◆ PROBLEM DESCRIPTION: Reproduce verbatim only the line that holds "Note for the class: annotate every instance of the patch" and the lines that follow it to the end of the listing.
━━━ SOURCE DATA ━━━
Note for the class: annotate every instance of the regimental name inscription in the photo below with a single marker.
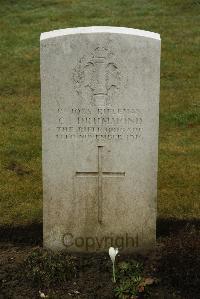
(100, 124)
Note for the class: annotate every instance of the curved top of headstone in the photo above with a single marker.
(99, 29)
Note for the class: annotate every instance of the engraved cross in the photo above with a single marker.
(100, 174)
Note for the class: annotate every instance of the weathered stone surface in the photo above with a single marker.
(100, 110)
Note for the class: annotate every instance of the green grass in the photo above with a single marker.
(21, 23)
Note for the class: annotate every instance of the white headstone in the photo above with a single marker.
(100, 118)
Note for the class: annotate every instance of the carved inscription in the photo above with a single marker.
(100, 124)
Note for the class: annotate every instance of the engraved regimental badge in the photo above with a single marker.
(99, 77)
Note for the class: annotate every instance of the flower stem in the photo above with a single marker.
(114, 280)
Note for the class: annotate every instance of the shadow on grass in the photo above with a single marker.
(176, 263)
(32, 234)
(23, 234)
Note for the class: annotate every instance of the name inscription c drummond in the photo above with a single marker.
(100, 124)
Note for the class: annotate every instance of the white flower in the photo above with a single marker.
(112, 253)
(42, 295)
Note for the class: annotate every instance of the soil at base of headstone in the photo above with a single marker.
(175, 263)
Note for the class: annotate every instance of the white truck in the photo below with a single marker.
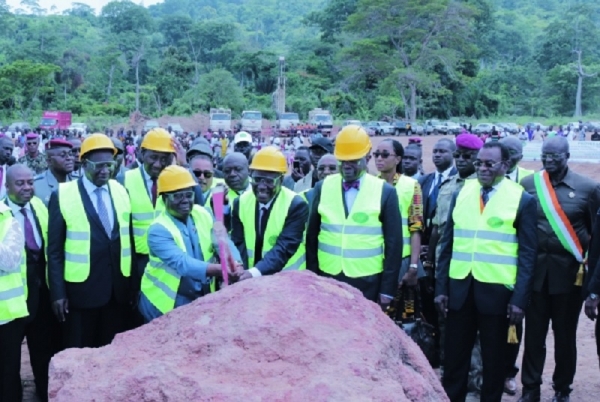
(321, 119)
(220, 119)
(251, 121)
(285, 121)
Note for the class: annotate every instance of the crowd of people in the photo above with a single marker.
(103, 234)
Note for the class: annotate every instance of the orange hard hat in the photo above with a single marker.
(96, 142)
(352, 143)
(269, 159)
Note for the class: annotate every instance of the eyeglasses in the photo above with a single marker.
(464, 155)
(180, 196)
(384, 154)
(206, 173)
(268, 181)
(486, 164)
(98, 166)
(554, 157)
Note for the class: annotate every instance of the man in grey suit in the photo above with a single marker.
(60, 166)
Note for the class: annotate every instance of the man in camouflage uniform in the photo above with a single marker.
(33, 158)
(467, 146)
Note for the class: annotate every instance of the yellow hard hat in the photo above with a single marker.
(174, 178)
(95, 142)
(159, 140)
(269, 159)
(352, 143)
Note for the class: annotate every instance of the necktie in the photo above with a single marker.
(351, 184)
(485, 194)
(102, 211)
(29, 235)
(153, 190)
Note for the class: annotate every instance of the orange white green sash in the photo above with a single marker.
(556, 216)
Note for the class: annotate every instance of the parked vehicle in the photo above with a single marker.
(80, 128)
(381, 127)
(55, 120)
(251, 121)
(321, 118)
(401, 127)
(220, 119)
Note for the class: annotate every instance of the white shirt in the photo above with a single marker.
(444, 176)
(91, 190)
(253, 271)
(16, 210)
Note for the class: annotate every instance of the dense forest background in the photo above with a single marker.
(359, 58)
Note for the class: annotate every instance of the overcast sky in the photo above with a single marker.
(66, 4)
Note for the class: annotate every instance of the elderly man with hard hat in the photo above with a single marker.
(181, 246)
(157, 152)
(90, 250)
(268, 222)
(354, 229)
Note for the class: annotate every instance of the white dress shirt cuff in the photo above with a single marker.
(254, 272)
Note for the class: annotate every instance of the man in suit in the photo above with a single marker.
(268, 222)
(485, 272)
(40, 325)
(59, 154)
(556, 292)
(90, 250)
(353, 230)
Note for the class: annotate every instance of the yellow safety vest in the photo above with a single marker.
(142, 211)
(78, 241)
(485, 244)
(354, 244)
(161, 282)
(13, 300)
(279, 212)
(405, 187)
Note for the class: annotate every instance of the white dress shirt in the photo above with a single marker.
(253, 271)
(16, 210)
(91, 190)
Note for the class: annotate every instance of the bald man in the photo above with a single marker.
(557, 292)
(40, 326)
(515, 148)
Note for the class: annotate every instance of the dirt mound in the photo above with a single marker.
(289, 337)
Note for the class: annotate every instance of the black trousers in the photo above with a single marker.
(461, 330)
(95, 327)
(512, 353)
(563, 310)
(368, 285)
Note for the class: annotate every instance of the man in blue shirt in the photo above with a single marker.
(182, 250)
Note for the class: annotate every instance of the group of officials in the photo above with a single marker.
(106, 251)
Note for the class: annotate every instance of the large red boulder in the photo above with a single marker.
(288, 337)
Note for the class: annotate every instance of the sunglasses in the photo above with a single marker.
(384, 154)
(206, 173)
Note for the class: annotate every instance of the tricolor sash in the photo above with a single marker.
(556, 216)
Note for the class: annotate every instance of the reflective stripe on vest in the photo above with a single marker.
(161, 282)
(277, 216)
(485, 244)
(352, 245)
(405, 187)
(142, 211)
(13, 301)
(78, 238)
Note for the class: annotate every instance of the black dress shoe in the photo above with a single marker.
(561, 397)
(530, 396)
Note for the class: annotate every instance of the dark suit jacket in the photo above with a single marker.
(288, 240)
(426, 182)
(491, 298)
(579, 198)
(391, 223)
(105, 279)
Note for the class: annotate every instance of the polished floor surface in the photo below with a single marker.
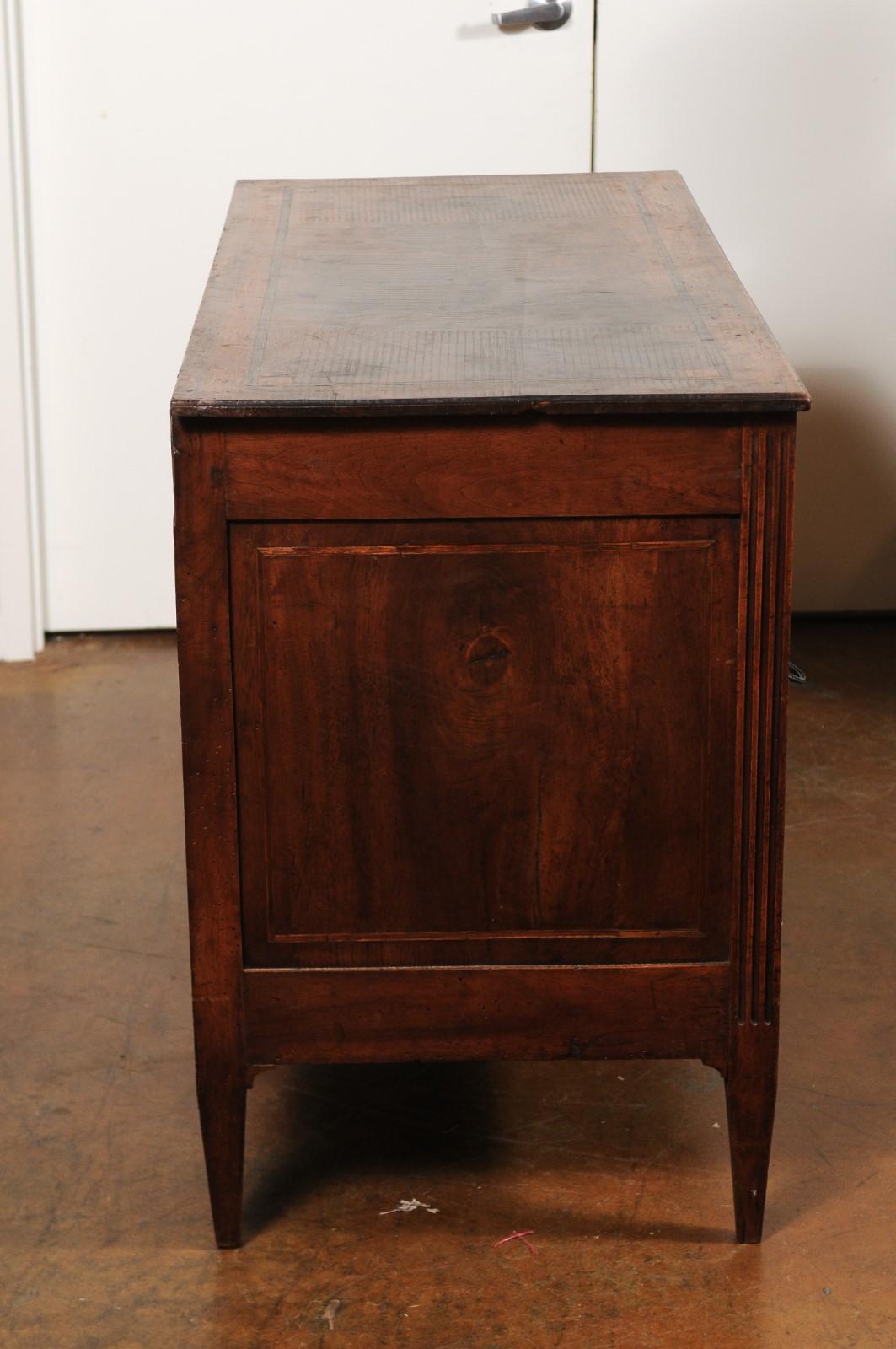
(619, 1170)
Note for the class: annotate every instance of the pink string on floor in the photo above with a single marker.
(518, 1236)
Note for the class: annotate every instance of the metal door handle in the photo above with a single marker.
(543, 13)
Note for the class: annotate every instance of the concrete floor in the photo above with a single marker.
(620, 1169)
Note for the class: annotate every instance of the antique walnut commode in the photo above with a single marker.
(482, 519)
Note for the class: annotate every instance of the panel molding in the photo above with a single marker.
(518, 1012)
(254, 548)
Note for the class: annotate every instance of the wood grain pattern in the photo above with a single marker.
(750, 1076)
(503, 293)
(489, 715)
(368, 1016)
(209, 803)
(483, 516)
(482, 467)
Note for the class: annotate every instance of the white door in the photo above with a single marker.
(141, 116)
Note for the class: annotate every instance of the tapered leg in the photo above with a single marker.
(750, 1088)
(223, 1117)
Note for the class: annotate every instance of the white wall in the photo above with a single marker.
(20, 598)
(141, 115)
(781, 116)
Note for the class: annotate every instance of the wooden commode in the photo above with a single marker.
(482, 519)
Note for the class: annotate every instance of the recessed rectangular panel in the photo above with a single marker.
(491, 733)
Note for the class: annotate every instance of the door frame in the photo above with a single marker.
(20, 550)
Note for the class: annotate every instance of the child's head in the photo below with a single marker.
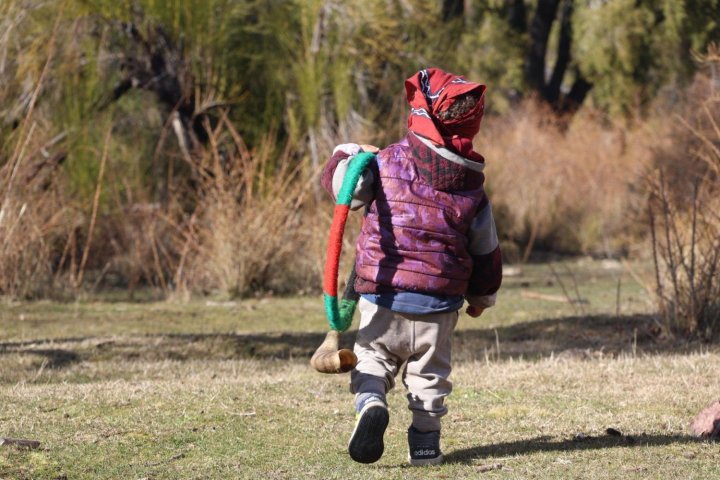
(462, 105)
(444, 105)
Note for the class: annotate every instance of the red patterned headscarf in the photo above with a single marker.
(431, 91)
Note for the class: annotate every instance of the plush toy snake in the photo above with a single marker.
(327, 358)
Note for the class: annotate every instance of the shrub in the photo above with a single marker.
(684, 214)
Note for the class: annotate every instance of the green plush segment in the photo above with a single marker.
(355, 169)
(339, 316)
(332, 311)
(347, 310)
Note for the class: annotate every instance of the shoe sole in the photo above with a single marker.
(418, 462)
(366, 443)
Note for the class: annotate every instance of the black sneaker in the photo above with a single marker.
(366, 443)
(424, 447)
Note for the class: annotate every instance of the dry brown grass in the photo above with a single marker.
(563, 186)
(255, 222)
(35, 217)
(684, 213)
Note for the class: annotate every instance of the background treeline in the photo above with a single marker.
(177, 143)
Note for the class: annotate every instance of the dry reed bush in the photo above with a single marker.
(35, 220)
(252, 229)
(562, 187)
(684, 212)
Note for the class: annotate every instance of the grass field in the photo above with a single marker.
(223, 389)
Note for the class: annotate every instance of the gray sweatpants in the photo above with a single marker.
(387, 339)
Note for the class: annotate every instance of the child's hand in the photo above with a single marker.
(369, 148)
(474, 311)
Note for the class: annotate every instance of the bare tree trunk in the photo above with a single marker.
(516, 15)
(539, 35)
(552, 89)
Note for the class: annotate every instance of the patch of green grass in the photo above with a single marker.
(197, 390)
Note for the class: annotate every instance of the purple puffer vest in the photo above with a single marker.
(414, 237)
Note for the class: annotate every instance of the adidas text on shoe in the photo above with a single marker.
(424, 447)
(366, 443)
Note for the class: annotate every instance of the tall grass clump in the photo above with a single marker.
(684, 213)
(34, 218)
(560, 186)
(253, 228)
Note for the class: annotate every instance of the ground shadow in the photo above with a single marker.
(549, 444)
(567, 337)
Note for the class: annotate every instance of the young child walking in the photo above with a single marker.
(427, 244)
━━━
◆ FINAL ANSWER:
Note for the class: annotate every instance of the patch of green grass in the photo above with a single marker.
(197, 390)
Note for the class: annotate every instance of the purple puffer vest in the photo above with a single marker.
(414, 237)
Note for the class: annotate every instance of the adidas text on shoe in the photo above with a single marker.
(424, 447)
(366, 443)
Note for the class: annotate every instance of the tall grass clump in the photo above with a single marker.
(684, 213)
(34, 218)
(560, 186)
(253, 228)
Note for the class: annotate every instance of the ground shadow in the photo above with a single marker.
(549, 444)
(567, 337)
Note for the class: annotate every instance of the young child walking in the photo above with a single marker.
(427, 244)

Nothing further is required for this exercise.